(Lines of data)
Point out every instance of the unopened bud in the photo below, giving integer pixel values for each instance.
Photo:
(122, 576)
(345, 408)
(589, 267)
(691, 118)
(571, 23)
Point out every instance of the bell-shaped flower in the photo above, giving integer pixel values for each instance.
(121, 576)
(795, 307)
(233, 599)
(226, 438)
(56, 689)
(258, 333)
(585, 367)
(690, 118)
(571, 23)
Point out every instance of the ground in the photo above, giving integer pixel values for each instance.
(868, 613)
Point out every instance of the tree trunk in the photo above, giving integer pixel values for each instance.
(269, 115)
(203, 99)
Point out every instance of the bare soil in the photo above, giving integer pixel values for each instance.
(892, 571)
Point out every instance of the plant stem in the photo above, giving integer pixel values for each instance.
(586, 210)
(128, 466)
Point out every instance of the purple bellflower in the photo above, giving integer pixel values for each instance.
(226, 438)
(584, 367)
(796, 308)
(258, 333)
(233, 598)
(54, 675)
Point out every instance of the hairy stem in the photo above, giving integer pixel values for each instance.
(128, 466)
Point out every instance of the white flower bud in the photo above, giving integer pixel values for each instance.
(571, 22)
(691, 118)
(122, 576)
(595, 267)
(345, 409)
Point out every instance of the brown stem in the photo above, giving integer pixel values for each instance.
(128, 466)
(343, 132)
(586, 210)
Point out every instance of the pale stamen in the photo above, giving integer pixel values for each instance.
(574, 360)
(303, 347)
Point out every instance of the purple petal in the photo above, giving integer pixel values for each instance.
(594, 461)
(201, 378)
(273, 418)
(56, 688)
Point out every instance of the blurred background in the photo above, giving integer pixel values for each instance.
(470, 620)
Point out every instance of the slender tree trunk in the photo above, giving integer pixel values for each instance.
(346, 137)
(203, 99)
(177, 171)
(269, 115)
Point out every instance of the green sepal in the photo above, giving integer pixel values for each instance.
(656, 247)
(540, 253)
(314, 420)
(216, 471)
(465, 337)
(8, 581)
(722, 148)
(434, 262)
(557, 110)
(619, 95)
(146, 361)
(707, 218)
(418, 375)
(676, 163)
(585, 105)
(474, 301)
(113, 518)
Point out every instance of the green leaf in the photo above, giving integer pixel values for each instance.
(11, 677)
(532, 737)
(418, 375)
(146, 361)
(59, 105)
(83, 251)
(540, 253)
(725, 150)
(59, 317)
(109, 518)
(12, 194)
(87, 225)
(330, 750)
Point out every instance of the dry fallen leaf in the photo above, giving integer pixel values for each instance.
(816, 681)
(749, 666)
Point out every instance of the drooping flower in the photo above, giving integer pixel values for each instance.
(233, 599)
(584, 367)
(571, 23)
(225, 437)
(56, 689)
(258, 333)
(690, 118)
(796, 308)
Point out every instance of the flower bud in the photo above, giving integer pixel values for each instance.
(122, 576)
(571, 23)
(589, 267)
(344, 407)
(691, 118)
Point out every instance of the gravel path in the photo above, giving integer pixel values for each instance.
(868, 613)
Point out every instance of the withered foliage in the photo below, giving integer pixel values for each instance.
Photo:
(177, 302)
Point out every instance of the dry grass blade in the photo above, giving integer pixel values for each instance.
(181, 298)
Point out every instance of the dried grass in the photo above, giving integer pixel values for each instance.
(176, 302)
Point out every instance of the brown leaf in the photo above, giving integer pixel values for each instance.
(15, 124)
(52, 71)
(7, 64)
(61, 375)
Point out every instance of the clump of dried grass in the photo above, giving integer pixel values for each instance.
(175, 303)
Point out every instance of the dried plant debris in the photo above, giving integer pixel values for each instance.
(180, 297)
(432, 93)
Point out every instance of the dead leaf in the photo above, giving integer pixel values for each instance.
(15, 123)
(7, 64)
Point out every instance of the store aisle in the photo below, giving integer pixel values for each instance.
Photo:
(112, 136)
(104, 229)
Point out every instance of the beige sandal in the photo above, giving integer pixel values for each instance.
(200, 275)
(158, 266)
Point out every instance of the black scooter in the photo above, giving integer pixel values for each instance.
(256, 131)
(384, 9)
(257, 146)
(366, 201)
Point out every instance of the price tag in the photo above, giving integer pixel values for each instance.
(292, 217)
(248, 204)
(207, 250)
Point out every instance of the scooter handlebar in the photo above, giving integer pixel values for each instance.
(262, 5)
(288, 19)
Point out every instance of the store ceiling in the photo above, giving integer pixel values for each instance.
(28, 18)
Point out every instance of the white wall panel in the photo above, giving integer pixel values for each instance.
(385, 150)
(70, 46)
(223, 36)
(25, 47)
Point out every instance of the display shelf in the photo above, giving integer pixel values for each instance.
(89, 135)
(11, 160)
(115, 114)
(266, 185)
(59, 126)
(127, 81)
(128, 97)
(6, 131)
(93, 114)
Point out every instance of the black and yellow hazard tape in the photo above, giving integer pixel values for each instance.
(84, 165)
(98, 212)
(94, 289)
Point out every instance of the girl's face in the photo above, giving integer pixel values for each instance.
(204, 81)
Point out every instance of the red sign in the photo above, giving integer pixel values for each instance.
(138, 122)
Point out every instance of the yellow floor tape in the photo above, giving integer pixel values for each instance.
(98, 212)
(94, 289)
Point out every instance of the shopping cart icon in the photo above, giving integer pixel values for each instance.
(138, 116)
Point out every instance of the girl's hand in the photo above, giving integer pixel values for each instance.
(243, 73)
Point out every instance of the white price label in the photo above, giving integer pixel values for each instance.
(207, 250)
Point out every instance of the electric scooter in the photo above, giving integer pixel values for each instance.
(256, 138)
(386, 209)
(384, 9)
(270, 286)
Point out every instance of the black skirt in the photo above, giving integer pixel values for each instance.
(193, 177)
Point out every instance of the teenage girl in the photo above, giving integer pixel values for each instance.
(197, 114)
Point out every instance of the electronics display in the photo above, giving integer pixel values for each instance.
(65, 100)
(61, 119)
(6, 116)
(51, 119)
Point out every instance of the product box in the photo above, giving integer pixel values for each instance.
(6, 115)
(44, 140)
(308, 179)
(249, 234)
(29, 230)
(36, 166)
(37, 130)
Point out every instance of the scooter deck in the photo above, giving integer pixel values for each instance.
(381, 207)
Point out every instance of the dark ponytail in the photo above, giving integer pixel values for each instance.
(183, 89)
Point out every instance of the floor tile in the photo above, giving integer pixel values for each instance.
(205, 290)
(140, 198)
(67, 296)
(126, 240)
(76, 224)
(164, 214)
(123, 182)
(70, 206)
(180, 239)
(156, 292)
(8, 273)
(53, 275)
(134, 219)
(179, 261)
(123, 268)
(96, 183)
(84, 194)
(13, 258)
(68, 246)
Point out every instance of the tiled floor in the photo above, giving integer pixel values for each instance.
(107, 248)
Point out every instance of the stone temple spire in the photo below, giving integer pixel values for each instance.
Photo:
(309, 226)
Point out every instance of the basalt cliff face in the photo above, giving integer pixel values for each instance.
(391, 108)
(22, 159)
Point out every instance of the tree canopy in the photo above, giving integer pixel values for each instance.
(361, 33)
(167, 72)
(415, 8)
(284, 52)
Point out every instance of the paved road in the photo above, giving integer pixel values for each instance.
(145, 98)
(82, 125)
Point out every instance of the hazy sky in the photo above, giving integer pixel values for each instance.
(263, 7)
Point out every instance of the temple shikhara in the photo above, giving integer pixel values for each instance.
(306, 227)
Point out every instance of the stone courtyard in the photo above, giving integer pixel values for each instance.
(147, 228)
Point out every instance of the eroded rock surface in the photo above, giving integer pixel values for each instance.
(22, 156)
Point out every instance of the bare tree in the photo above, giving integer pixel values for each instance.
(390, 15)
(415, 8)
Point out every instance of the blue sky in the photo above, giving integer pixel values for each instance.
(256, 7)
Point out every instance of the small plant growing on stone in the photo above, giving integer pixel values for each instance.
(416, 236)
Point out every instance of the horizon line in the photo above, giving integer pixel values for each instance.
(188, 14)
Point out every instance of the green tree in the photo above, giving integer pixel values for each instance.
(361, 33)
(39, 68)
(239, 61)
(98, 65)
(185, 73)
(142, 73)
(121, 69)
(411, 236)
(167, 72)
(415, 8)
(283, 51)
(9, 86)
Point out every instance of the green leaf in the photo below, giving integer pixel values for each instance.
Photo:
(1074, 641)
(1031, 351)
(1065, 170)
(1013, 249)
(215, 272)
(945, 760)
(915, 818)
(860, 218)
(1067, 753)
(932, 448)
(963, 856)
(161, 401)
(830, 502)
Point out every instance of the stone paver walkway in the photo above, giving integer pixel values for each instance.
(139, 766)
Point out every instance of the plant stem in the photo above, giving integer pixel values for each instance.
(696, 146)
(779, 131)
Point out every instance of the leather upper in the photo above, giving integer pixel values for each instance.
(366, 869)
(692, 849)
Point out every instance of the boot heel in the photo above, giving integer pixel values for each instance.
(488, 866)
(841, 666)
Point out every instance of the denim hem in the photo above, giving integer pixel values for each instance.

# [Description of the task]
In the records above, return only the line that contains "Point out every instance of the stone paver" and every line after it through the last, exactly as they appear.

# [Exercise result]
Point out every instance of the stone paver walkway in the photo above, giving integer pixel values for each instance.
(139, 766)
Point out every instance of the plant stem in the photo above, giving integer pixel values for each instance.
(696, 146)
(779, 131)
Point out every instance of the leather upper in the photo above, giving integer pixel values for each instance.
(366, 869)
(692, 849)
Point out every instance of the boot heel in the photo above, giving integer pixel values for each instance.
(488, 866)
(841, 666)
Point out every instance of the denim hem in the photo above, giving integer pixel values for each instance.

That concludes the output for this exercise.